:: Excerpt provided

Primitive Societies in the Amazon

Mark J. Plotkin, Ph.D. (Arlington, VA), Amazon Conservation Team, ethnobotanical researcher, Time Magazine "Hero for the Planet." "What can we learn from Primitive Amazon Cultures?"

Book: Plotkin, M, MD, The Shaman's Apprentice, Harcourt Children's Books, 1999

Dr. Marc Plotkin is a Professor at MIT who also works with the Harvard Botanical Museum. He won a "Hero of the Planet" environmental award for his documentary film on the Amazon, where he visits every year.

Dr. Plotkin's primary interest is protecting the rain forest. He is involved in "ethnographic mapping" of the Amazon basin, hiring tribal members to conduct surveys and provide information. He notes the importance of cultural sensitivity and that most tribal cultures are male dominated.

Regarding water, he acknowledges water's importance to all cultures on Earth. On the other hand, water is one of the limiting factors in population growth and must always be in balance with the ecosystem's capacity to support the population. Humans can overpopulate very quickly. All aspects of society, culture and livelihood are important.

There was considerable discussion of health care and shamanistic medicine in he Amazon region. The tribes practice much preventative medicine, including the use of tavi teas. They also practice "invisible medicine" using prayers and rituals. This can be very effective. Modern "alternative-integrative" medicine teaches us to look at nature first in treating illness.

All tribes use massage and it is a major form of preventive medicine.

Sharon noted the importance of "healing yourself," in which the patient takes a proactive role and the doctor is merely a guide.

Regarding diet, the palate in the Amazon is very limited, despite the area's biodiversity. They do get lots of exercise, though.

::::
:: Recorded data

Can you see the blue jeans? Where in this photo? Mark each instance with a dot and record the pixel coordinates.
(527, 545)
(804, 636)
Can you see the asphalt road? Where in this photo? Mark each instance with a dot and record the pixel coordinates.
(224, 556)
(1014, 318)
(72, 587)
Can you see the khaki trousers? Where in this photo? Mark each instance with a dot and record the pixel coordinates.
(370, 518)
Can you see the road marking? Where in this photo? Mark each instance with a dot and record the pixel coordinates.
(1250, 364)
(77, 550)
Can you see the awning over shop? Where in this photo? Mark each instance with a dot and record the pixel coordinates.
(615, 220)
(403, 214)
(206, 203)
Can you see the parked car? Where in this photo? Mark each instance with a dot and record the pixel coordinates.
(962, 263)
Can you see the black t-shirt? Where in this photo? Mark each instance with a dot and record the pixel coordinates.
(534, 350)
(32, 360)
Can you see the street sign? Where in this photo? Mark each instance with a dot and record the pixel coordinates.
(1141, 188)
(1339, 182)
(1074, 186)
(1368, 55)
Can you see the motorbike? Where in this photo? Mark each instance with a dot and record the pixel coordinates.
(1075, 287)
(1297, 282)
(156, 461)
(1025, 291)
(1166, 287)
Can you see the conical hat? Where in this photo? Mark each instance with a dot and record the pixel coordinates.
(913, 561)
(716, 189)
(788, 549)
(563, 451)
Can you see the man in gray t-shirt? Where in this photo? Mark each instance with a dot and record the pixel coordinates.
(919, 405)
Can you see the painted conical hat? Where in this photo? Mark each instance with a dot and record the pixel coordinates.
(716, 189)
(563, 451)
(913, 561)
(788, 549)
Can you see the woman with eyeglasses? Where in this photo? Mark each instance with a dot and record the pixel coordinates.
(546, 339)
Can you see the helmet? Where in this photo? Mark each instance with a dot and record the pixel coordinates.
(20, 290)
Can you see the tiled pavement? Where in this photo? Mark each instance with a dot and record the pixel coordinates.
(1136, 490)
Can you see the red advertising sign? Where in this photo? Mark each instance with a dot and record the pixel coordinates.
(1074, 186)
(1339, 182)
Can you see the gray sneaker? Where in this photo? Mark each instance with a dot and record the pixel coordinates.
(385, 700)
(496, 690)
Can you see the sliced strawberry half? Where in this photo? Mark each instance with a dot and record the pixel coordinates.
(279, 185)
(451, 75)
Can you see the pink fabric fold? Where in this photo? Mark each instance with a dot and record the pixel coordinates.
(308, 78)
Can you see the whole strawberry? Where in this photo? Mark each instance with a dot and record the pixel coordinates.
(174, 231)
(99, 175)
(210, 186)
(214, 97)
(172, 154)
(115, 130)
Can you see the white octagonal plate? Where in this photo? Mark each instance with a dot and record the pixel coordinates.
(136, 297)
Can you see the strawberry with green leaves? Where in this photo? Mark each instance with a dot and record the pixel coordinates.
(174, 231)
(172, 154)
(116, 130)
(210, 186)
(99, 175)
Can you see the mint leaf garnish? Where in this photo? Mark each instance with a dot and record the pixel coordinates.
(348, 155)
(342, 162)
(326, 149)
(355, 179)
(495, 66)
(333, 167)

::::

In the text on primitive societies in the Amazon, what practice do all tribes use as a major form of preventive medicine? Answer from the text alone.

(Answer to this exercise): Massage.